## PROBLEM STATEMENT
Would you please copy the entries exactly, leaving every picture aside?
### DATA TO EXAMINE
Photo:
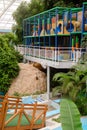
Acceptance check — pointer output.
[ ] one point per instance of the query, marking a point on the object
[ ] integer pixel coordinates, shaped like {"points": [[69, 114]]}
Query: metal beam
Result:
{"points": [[5, 9]]}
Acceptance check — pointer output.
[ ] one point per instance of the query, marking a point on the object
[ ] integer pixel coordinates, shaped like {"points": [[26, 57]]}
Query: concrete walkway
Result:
{"points": [[50, 124]]}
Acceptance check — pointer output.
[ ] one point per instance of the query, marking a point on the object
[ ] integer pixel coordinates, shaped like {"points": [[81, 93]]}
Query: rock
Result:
{"points": [[29, 81]]}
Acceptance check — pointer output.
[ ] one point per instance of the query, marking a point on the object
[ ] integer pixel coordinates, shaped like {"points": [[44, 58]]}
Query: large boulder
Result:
{"points": [[29, 81]]}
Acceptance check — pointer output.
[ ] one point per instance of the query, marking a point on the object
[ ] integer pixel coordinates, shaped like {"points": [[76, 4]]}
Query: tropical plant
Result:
{"points": [[9, 68], [69, 115], [73, 86]]}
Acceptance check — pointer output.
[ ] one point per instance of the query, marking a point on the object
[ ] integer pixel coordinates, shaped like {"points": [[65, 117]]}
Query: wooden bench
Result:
{"points": [[24, 116]]}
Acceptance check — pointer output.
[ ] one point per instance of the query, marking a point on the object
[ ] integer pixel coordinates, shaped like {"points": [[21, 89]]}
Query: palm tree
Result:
{"points": [[71, 83]]}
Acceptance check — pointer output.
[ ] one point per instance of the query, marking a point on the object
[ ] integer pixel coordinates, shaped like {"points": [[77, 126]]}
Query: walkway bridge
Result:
{"points": [[59, 57]]}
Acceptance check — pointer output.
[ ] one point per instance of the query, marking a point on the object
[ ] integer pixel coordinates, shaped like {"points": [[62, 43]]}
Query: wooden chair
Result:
{"points": [[23, 117]]}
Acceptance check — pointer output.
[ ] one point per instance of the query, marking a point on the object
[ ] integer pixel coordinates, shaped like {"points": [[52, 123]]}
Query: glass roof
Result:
{"points": [[7, 7]]}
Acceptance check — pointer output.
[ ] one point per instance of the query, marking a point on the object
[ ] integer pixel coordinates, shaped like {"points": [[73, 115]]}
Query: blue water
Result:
{"points": [[84, 124]]}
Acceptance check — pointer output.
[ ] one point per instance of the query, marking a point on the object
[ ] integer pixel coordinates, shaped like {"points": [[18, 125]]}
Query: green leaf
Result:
{"points": [[70, 116]]}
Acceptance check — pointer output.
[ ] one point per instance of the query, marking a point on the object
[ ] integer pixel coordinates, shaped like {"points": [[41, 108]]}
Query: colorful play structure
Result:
{"points": [[57, 27]]}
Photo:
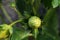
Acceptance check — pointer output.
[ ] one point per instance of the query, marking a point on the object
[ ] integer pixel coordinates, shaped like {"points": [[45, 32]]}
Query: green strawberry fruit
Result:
{"points": [[34, 22]]}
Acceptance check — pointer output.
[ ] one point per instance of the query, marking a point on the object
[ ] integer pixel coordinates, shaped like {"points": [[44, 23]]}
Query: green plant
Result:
{"points": [[30, 19]]}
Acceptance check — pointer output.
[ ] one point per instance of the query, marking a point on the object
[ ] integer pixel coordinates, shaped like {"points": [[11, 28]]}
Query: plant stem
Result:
{"points": [[5, 13], [13, 5], [34, 11], [16, 22]]}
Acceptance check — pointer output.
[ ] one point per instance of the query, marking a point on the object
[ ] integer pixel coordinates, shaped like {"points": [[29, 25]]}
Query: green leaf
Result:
{"points": [[47, 3], [55, 3], [36, 6], [50, 27], [19, 34]]}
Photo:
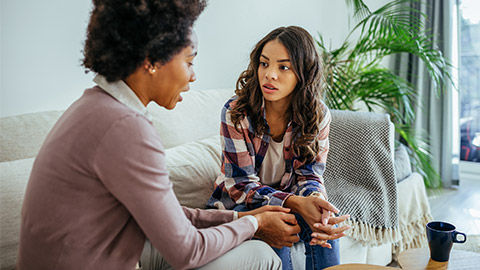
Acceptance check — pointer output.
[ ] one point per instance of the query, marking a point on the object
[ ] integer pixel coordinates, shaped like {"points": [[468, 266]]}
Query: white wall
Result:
{"points": [[41, 44]]}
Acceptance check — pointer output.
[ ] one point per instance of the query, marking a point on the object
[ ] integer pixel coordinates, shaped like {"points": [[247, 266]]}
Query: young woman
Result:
{"points": [[275, 141], [100, 186]]}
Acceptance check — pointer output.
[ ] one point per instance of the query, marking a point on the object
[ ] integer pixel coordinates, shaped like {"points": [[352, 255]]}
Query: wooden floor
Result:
{"points": [[459, 205]]}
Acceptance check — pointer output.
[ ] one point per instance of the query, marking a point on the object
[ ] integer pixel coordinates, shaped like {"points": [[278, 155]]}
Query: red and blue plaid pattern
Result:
{"points": [[242, 157]]}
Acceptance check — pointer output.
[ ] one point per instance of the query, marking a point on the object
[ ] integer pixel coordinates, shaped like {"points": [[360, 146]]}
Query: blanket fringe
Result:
{"points": [[369, 235], [412, 236]]}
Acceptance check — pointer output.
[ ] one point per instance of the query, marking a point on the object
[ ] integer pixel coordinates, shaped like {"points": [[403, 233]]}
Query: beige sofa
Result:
{"points": [[190, 134]]}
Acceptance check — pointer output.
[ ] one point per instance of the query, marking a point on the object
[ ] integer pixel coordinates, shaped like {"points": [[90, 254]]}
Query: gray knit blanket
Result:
{"points": [[362, 182]]}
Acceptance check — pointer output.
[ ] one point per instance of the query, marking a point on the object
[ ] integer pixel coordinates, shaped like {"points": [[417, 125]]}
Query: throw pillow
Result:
{"points": [[193, 168]]}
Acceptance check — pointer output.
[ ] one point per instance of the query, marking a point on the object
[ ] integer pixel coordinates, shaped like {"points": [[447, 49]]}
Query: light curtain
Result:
{"points": [[434, 105]]}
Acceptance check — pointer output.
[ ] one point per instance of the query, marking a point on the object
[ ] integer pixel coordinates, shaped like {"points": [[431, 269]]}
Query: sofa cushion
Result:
{"points": [[13, 181], [22, 135], [403, 168], [193, 168], [196, 117]]}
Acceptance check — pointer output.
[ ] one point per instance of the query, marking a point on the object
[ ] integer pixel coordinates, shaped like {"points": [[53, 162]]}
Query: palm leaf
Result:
{"points": [[354, 74]]}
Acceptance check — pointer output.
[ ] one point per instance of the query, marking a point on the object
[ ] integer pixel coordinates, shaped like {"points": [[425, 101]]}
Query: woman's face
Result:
{"points": [[173, 78], [275, 73]]}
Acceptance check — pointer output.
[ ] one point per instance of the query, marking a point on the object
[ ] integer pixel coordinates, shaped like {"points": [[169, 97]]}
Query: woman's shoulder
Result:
{"points": [[231, 103]]}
######
## TASK OUTPUT
Photo:
Acceptance check — pointer output.
[ ] one point per instance of the query, marking a point on the object
[ ] integer pixel coordinates, shaped like {"points": [[69, 114]]}
Query: metal beam
Result:
{"points": [[5, 9]]}
Acceptance check — pointer output.
[ ] one point per instance of the query, marking a point on the object
[ ] integer pixel coordinates, shaped like {"points": [[26, 57]]}
Query: concrete walkway
Result:
{"points": [[50, 124]]}
Acceptance check — pointer output.
[ ] one point per instance of the query, marking a point on the object
[ ] integer pixel coordinates, shaped like {"points": [[81, 93]]}
Query: rock
Result:
{"points": [[29, 81]]}
Acceptance check — pointer output.
[ ] one point per instance of the query, marking a point on the object
[ ] integer pixel coordinates, shaped like {"points": [[44, 58]]}
Query: large boulder
Result:
{"points": [[29, 81]]}
Acceptance check — pointer output.
[ ] one point per instance of the query, marking a point on the object
[ ] integer pixel coordinates, shaped like {"points": [[76, 4]]}
Query: tropical plant
Result:
{"points": [[9, 68], [69, 115], [73, 86]]}
Acceptance check — pointer output.
[ ] one point per instance of the query, marking a point on the object
[ ] integer pixel coordinates, shaped like {"points": [[65, 117]]}
Query: wooden bench
Result:
{"points": [[24, 116]]}
Acceptance check — pointer output.
[ ] one point per instance of the query, marking a point on the object
[ ] integer pixel coordinates, shaped like {"points": [[21, 89]]}
Query: palm tree
Result:
{"points": [[71, 83]]}
Acceptance check — pointer output.
[ ] one point per instance of the query, marking a point on the object
[ ] integer pixel coordinates, shaped like {"points": [[77, 126]]}
Query: walkway bridge
Result:
{"points": [[59, 57]]}
Acceptance check — pointer output.
[ ] one point per instance of the query, marking a point on the object
[ ] integer pixel coordinates, shaped like {"points": [[62, 43]]}
Query: wooden chair
Result:
{"points": [[23, 117]]}
Acceptance check — pointer output.
[ ] one point per instance of the query, marking a point on the object
[ ] integer pixel coordinates, shaped like {"points": [[52, 123]]}
Query: glass roof
Result:
{"points": [[7, 7]]}
Acceptance check — pointer output.
[ ] one point per instance of the query, marking a point on the object
[ ] integer pixel coordinates, shaped like {"points": [[73, 115]]}
Query: blue water
Result:
{"points": [[84, 124]]}
Acceptance check — pointer output.
[ ] one point per instance of the query, marking a point on the object
[ ] integer pixel coordinates, shaped like {"points": [[18, 125]]}
Query: green leaf
Result:
{"points": [[70, 116]]}
Acceptance check — pointer output.
[ ] one point per instance of the query, marking a point on the object
[ ] integer pixel coordinates, shaped like {"points": [[41, 108]]}
Query: colorful play structure
Result:
{"points": [[57, 27]]}
Photo:
Acceptance check — pointer output.
[ ] one point per instance of the query, marking a point on the object
[ ] integer pixel coordinates, shaped like {"points": [[45, 32]]}
Query: green strawberry fruit
Result:
{"points": [[34, 22]]}
Acceptance check — pointer output.
[ ] one point per instance of the query, marking a point on the object
[ ] integer pixel coordinates, shaped like {"points": [[44, 23]]}
Query: green plant
Result:
{"points": [[30, 19]]}
Acceptance check — pointer output.
[ ] one point per instance of the query, marking a point on the object
[ ] integer pixel coordinates, shaped like {"points": [[11, 28]]}
Query: plant stem
Result:
{"points": [[5, 13], [13, 5], [34, 11], [16, 22]]}
Acceptance check — pointer output.
[ ] one point per instance of the query, marking a point on the object
[ ] integer pixel coordinates, shaped like {"points": [[29, 25]]}
Query: green leaf
Result:
{"points": [[47, 3], [55, 3], [36, 6], [50, 27], [19, 34]]}
Photo:
Acceptance check — pointer output.
[ ] one point per instance of the query, marking a point on the object
[ ] integer pixel coordinates, shaped like {"points": [[468, 266]]}
Query: white wall
Result:
{"points": [[41, 44]]}
Acceptance check — pointer output.
[ ] one point per instance of the query, marking a point on the object
[ ] integer pixel coordinates, shaped like {"points": [[247, 266]]}
Query: young woman
Result:
{"points": [[275, 141], [100, 186]]}
Acceptance check — pointer output.
[ ] one point per instance of the query, marking a point on the object
[ ] integer pixel coordinates, shaped like {"points": [[352, 255]]}
Query: wooden floor
Result:
{"points": [[459, 205]]}
Acceptance check — pointer output.
[ ] one point per instance of the query, marking a point on the object
[ ] integer pixel coordinates, shaped like {"points": [[278, 155]]}
Query: red and blue plaid pattern
Result:
{"points": [[242, 157]]}
Acceptance check — pointer output.
[ ] one point per instance of the query, marking a point on the object
[ ] integer pixel coordinates, shaped like {"points": [[360, 146]]}
Query: blanket fringe
Result:
{"points": [[369, 235], [412, 236]]}
Acceptance check — pointer output.
[ ] one point per instance of the query, marking a point on the object
[ ] integer pixel coordinates, shaped like {"points": [[403, 233]]}
Query: beige sofa
Result:
{"points": [[190, 134]]}
Acceptance check — pointer output.
[ ] one point per instance of the query, marking a point on the object
[ ] integer pixel coordinates, shaped like {"points": [[90, 254]]}
Query: gray knit blanket
Result:
{"points": [[362, 182]]}
Acceptance check — pointer output.
[ ] one point per instance of the query, marking a point on the object
[ ] integer pixel coordinates, shaped like {"points": [[417, 125]]}
Query: throw pillow
Result:
{"points": [[193, 168]]}
Acceptance check — pointer output.
[ ] one point per instance of the query, marking a point on the object
[ ] integer pixel coordinates, shaped like {"points": [[447, 49]]}
Query: light curtain
Result:
{"points": [[434, 105]]}
Acceptance check — pointer output.
[ ] one point per instance of the query, marking a point on the object
[ ] integer pixel coordinates, shaped like {"points": [[431, 269]]}
Query: sofa cushion
Result:
{"points": [[13, 181], [22, 135], [403, 168], [193, 168], [196, 117]]}
Acceptance check — pointer output.
[ ] one point per instance of the query, marking a point on the object
[ ] integer pixel coordinates, shaped like {"points": [[53, 162]]}
Query: palm leaf
Result:
{"points": [[354, 74]]}
Acceptance check — pointer output.
[ ] one point per instance of the query, marking a point on the object
[ ] integer pixel coordinates, shaped like {"points": [[425, 101]]}
Query: woman's face
Result:
{"points": [[173, 78], [275, 73]]}
Acceptance check — pointer output.
[ ] one point per instance of the query, marking a point on the object
[ ] integer pixel coordinates, shaped like {"points": [[169, 97]]}
Query: woman's shoulder
Result:
{"points": [[231, 103]]}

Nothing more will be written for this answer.